> **Work required**:
A word-for-word repetition of all the entries is required.
[[ Record set open ]]
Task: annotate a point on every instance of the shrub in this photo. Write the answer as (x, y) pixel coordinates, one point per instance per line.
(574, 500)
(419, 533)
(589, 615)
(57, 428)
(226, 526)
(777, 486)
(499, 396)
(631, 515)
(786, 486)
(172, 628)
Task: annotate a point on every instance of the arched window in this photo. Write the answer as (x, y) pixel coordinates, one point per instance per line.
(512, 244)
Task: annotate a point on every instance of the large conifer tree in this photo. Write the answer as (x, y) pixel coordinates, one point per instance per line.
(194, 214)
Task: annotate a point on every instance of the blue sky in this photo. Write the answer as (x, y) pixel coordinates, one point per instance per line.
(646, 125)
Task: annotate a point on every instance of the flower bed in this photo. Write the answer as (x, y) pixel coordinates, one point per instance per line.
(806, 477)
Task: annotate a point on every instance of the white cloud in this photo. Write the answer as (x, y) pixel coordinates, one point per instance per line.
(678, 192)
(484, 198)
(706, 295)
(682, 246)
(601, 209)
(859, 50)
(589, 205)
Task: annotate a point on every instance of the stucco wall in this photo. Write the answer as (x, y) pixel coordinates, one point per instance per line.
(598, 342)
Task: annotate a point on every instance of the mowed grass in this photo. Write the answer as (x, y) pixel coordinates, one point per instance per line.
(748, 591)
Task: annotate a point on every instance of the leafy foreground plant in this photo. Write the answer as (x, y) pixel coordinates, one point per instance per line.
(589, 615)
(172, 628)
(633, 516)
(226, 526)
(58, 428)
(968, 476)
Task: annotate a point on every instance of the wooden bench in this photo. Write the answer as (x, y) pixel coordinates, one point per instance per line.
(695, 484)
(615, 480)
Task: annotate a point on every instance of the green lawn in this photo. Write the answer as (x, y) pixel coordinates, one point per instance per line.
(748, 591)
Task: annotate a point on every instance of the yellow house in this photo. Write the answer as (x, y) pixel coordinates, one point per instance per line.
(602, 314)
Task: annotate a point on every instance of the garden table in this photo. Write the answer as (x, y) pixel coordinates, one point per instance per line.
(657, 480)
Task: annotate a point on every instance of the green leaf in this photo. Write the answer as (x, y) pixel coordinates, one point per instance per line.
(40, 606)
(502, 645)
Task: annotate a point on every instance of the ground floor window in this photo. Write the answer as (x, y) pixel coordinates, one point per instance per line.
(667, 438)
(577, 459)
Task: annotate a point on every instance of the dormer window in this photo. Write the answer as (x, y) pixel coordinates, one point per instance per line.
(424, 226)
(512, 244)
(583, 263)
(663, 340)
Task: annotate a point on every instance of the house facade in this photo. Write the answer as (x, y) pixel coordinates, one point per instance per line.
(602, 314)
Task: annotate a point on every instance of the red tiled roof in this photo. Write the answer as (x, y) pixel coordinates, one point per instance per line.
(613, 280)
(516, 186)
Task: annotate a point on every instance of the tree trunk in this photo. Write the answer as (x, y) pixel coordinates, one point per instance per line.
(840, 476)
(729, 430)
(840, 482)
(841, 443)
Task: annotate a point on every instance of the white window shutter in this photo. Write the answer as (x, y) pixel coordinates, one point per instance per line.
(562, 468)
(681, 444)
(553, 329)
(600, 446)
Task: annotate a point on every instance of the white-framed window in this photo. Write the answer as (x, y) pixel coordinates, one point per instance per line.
[[ Record set closed ]]
> **Your response**:
Task: annotate a point on every instance of the shrub in this photo. Write the answer as (x, y) pixel coordinates, one point per instance per line.
(574, 500)
(419, 533)
(589, 615)
(57, 428)
(226, 526)
(777, 486)
(499, 396)
(631, 515)
(786, 486)
(172, 628)
Task: annotate a point on every instance of the arched window in this photo. Write the answer as (x, y) pixel coordinates, one point per instance per line.
(512, 244)
Task: annotate a point on every instance of the large conifer tree in this photo. Write the answer as (x, y) pixel coordinates, one point per instance per line.
(194, 214)
Task: annotate a point on every instance of the blue sky in this photo. Write the answer as (x, y) pixel coordinates, one point per instance per line.
(646, 125)
Task: annotate a point on every instance of the flower bed in this photo. Write the answer as (x, y) pixel coordinates, one point per instance per line.
(806, 477)
Task: annotate a point on every instance of the white cloud in this photo. Write the answer as (x, y) pixel coordinates, one point per instance per line.
(678, 192)
(484, 198)
(706, 295)
(682, 246)
(601, 209)
(859, 50)
(589, 205)
Task: annotate a point on every instance of the stucco wall in this photo. Write the answer as (x, y) pixel coordinates, one point per instance per line.
(598, 342)
Task: annotate a point on every instance of the mowed grass in this photo. Write the answer as (x, y) pixel coordinates, one point per instance per line.
(748, 591)
Task: annotate a point on every instance of the leafy foreground plant in this photo. Write the answer as (x, y) pixel coordinates, one point per instance per line.
(589, 615)
(172, 628)
(633, 516)
(226, 526)
(58, 428)
(968, 476)
Task: annotate a point on every instance of the wooden bench in this photo. Write the answer as (x, y) pixel coordinates, one point per instance per line.
(695, 484)
(615, 480)
Task: annotate a point on every instance of the green lawn in this photo. Write the answer as (x, y) pixel coordinates, one point per instance per line.
(748, 591)
Task: annotate a point on every instance of the yellow house in this photo. Write the answer as (x, y) pixel coordinates, one point per instance per line.
(602, 314)
Task: annotate a point on every instance of the garden table in this photo. Write the answer as (x, y) pixel coordinates, one point per instance per line.
(657, 480)
Task: annotate a point on every instance of the green leaf in this photo. Write the answer as (x, y) pixel coordinates, one point per instance per line.
(40, 606)
(502, 645)
Task: annotate a point on every instance of the ground floor window in this photo. Write the answer as (x, y) pixel coordinates, one point per instance per line.
(667, 438)
(577, 459)
Task: annotate a point on every instance of the dormer window in this photo. Write the answer as (x, y) pixel coordinates, one point per instance per line.
(424, 226)
(512, 244)
(583, 263)
(663, 340)
Task: annotate a point on every instance of the house facade in this photo. Write the answer as (x, y) pixel coordinates, one point per instance per line.
(602, 314)
Task: annotate a point on every instance of the red tiled roof in this photo. Write the answer as (x, y) pixel coordinates, one point per instance per line.
(613, 280)
(516, 186)
Task: annotate a point on every instance of the tree trunk in this photo. Write the answer as (x, y) pixel coordinates, one point per instance per line.
(840, 476)
(729, 430)
(840, 482)
(841, 443)
Task: annotate a point on every instance of the white window shutter in this photo. Write the answer as (x, y) pixel coordinates, one point per instance per line.
(562, 468)
(681, 444)
(553, 329)
(600, 446)
Task: annotate a point on every instance of the white-framed window in this photo. Write the answer as (x, y) pixel coordinates, one point per instance per line.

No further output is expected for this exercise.